#### 原始文件

老頭 發表於 2008-2-2 13:30:59

天啊!微軟拋出 446 億美金天價請求併購 Yahoo!

來源 Mr./Ms. Days (MMDays) - 網路, 資訊, 觀察, 生活


這個謠言已經由來已久,市場一直有傳出微軟有意收購業績不振的 Yahoo!,聯合起來對付最大的敵人 Google,現在這個謠言終於被證實了,微軟提出 446 億美金的天價,希望併購 Yahoo!,等於每股以 31 塊美金收購,這比起 Yahoo! 這幾天的股價足足高出了 62%!


也因此 Yahoo! 的股票也在消息傳出之後,瞬間暴漲了 50% ! Yahoo! 方面也說會認真考慮這項併購的提案,所有人都睜大眼睛在看 Yahoo! 是否會接受讓公司被微軟併購。

此次併購的目的無非就是為了讓兩家公司聯合起來,搶攻日益茁壯、但卻被 Google 幾乎壟斷的線上廣告和搜尋市場。至於兩家公司加起來能不能發揮綜效,版回一成?亦或是被繁重的整合工作又更加拖累?錯失更多對抗 Google 的機會?我只能說,故事的發展真是令人期待!讓我們耐心等待 Yahoo! 的決定吧。

以下是微軟執行長 Steve Ballmer 給 Yahoo! 的公開信:(from TechCrunch)


January 31, 2008

Board of Directors
Yahoo! Inc.

########
#### 擷取資訊

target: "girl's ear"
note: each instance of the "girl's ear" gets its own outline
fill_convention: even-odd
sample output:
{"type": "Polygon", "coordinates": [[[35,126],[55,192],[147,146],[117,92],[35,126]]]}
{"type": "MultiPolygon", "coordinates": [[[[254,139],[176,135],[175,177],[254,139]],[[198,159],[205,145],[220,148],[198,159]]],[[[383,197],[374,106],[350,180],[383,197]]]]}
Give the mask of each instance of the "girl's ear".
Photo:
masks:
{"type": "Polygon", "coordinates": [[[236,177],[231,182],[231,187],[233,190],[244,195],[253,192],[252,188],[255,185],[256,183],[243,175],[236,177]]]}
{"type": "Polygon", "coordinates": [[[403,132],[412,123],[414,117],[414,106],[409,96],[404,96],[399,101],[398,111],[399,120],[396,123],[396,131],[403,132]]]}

########

> 練習題目 1
請將這篇關於微軟併購 Yahoo! 的文章中以「這個謠言已經由來已久」開頭的段落改寫成條列式,並保留其主要事實。
> 練習題目 2
請從這篇關於微軟併購 Yahoo! 的文章中原樣複製一段文字,從含有「也因此 Yahoo! 的股票也在消息傳出之後,瞬間暴漲了」的字句開始,到「Yahoo! Inc.」之後停止。
> 練習題目 3
根據這篇關於微軟併購 Yahoo! 的文章,微軟提出併購的目的是什麼?請用一到三句話說明。

> 練習答案 1
- 市場長期傳聞微軟有意收購業績不振的 Yahoo!,以聯手對付最大的敵人 Google。
- 這個傳聞現已證實:微軟提出 446 億美金的價格,希望併購 Yahoo!。
- 這相當於每股 31 美金,比 Yahoo! 這幾天的股價高出 62%。

> 練習答案 2
也因此 Yahoo! 的股票也在消息傳出之後,瞬間暴漲了 50% ! Yahoo! 方面也說會認真考慮這項併購的提案,所有人都睜大眼睛在看 Yahoo! 是否會接受讓公司被微軟併購。

此次併購的目的無非就是為了讓兩家公司聯合起來,搶攻日益茁壯、但卻被 Google 幾乎壟斷的線上廣告和搜尋市場。至於兩家公司加起來能不能發揮綜效,版回一成?亦或是被繁重的整合工作又更加拖累?錯失更多對抗 Google 的機會?我只能說,故事的發展真是令人期待!讓我們耐心等待 Yahoo! 的決定吧。

以下是微軟執行長 Steve Ballmer 給 Yahoo! 的公開信:(from TechCrunch)


January 31, 2008

Board of Directors
Yahoo! Inc.

> 練習答案 3
微軟希望讓兩家公司聯合起來,搶攻日益茁壯、卻幾乎被 Google 壟斷的線上廣告和搜尋市場,共同對付最大的敵人 Google。